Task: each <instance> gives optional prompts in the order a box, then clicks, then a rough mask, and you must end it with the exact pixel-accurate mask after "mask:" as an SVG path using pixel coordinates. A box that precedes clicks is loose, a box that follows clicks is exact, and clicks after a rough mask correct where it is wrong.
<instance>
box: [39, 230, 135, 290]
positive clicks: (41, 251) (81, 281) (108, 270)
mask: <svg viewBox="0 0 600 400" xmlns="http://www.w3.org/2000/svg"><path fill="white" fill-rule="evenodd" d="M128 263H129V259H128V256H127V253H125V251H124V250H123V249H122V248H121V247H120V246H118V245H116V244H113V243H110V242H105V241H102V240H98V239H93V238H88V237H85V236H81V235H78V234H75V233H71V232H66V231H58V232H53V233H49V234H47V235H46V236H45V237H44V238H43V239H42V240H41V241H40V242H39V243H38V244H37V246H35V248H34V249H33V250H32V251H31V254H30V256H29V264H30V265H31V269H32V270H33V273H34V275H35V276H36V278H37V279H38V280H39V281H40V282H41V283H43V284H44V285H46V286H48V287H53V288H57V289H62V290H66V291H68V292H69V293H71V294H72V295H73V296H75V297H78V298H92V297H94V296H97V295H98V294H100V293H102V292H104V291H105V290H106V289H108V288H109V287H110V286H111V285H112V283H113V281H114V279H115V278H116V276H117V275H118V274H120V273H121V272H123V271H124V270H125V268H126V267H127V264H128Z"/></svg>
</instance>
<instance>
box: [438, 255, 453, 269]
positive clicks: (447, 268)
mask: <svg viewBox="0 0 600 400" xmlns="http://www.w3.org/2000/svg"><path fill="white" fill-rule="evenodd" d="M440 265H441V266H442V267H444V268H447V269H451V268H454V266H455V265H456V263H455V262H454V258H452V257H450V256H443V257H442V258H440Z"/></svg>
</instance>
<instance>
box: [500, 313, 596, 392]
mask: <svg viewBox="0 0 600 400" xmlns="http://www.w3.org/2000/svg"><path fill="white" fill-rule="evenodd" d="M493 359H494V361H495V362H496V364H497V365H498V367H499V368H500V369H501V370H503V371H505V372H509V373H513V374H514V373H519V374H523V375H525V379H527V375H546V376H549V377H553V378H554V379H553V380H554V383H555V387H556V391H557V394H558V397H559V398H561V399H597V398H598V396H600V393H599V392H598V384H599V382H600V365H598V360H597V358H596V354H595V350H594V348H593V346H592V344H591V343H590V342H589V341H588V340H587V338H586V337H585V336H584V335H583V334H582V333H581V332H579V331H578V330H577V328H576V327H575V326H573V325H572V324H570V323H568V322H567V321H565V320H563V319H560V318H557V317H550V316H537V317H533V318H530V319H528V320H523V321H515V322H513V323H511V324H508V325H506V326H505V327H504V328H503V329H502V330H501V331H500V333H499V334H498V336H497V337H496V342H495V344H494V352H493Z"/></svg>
# # # # #
Write out the full listing without altering anything.

Task: each <instance> gives optional prompts in the order a box, then clicks, then a rough mask, and you must end it with the exact pixel-accurate mask after "mask:" as an SVG path using pixel coordinates. A box that precedes clicks is loose, a box that follows clicks is exact, and clicks after a rough mask correct where it is wrong.
<instance>
box: [39, 230, 135, 290]
positive clicks: (41, 251) (81, 281) (108, 270)
mask: <svg viewBox="0 0 600 400" xmlns="http://www.w3.org/2000/svg"><path fill="white" fill-rule="evenodd" d="M128 263H129V259H128V256H127V253H125V251H124V250H123V249H122V248H121V247H120V246H118V245H116V244H113V243H110V242H105V241H102V240H98V239H93V238H88V237H85V236H81V235H78V234H75V233H71V232H66V231H58V232H53V233H49V234H47V235H46V236H45V237H44V238H43V239H42V240H41V241H40V242H39V243H38V244H37V246H35V248H34V249H33V250H32V251H31V254H30V256H29V264H30V265H31V269H32V270H33V273H34V275H35V276H36V278H37V279H38V280H39V281H40V282H41V283H43V284H44V285H46V286H48V287H53V288H57V289H62V290H66V291H68V292H69V293H71V294H72V295H73V296H75V297H78V298H92V297H94V296H97V295H98V294H100V293H102V292H104V291H105V290H106V289H108V288H109V287H110V286H111V285H112V283H113V281H114V279H115V278H116V276H117V275H118V274H120V273H121V272H123V271H124V270H125V268H126V267H127V264H128Z"/></svg>
</instance>
<instance>
box: [438, 255, 453, 269]
positive clicks: (447, 268)
mask: <svg viewBox="0 0 600 400" xmlns="http://www.w3.org/2000/svg"><path fill="white" fill-rule="evenodd" d="M440 265H441V266H442V267H444V268H447V269H451V268H454V266H455V265H456V263H455V262H454V258H452V257H450V256H443V257H442V258H440Z"/></svg>
</instance>
<instance>
box: [500, 313, 596, 392]
mask: <svg viewBox="0 0 600 400" xmlns="http://www.w3.org/2000/svg"><path fill="white" fill-rule="evenodd" d="M493 359H494V361H495V362H496V364H497V365H498V367H499V368H500V369H501V370H503V371H505V372H509V373H513V374H514V373H519V374H523V375H525V379H527V375H546V376H549V377H553V378H554V379H553V380H554V383H555V387H556V391H557V394H558V397H559V398H561V399H597V398H598V396H600V393H599V392H598V384H599V382H600V365H598V360H597V358H596V354H595V350H594V348H593V346H592V344H591V343H590V342H589V341H588V340H587V338H586V337H585V336H584V335H583V334H582V333H581V332H579V331H578V330H577V328H576V327H575V326H573V325H572V324H570V323H568V322H567V321H565V320H563V319H560V318H557V317H550V316H537V317H533V318H530V319H528V320H523V321H515V322H513V323H511V324H508V325H506V326H505V327H504V328H503V329H502V330H501V331H500V333H499V334H498V336H497V337H496V342H495V344H494V352H493Z"/></svg>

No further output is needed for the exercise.